#### WORK TASK
Write out each line exactly, starting with the one containing "so yeah i'm trying to get boxes around every dog in" and stopping after the last line of the listing below.

----

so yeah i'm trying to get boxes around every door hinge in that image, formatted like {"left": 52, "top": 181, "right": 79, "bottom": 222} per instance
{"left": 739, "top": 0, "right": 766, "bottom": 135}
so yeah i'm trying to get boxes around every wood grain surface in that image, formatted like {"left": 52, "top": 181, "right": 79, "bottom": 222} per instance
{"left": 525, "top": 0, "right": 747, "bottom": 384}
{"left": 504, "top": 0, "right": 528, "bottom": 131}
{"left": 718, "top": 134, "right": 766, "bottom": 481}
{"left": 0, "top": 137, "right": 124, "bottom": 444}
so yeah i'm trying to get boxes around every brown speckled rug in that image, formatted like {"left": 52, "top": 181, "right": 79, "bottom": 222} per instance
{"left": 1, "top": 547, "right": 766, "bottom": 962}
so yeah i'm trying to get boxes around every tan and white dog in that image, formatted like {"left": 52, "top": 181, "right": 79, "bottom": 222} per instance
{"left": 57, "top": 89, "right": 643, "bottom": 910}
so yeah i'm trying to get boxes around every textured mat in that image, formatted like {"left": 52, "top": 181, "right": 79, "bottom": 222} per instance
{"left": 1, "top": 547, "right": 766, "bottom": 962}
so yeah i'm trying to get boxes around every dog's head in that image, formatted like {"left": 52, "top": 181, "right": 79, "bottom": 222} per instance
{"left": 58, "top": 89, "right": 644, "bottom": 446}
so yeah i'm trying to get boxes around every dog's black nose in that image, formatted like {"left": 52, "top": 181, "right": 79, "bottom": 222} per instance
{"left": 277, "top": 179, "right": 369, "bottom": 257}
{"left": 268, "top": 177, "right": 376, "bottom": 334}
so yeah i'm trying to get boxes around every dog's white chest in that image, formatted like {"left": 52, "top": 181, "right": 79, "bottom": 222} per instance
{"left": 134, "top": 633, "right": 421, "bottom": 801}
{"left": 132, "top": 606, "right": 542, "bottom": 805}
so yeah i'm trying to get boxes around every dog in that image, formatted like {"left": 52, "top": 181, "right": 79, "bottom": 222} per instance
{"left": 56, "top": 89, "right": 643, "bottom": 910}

----

#### YOUR RESPONSE
so yeah i'm trying to get boxes around every dog in that image, formatted like {"left": 52, "top": 181, "right": 79, "bottom": 222} per instance
{"left": 56, "top": 89, "right": 643, "bottom": 910}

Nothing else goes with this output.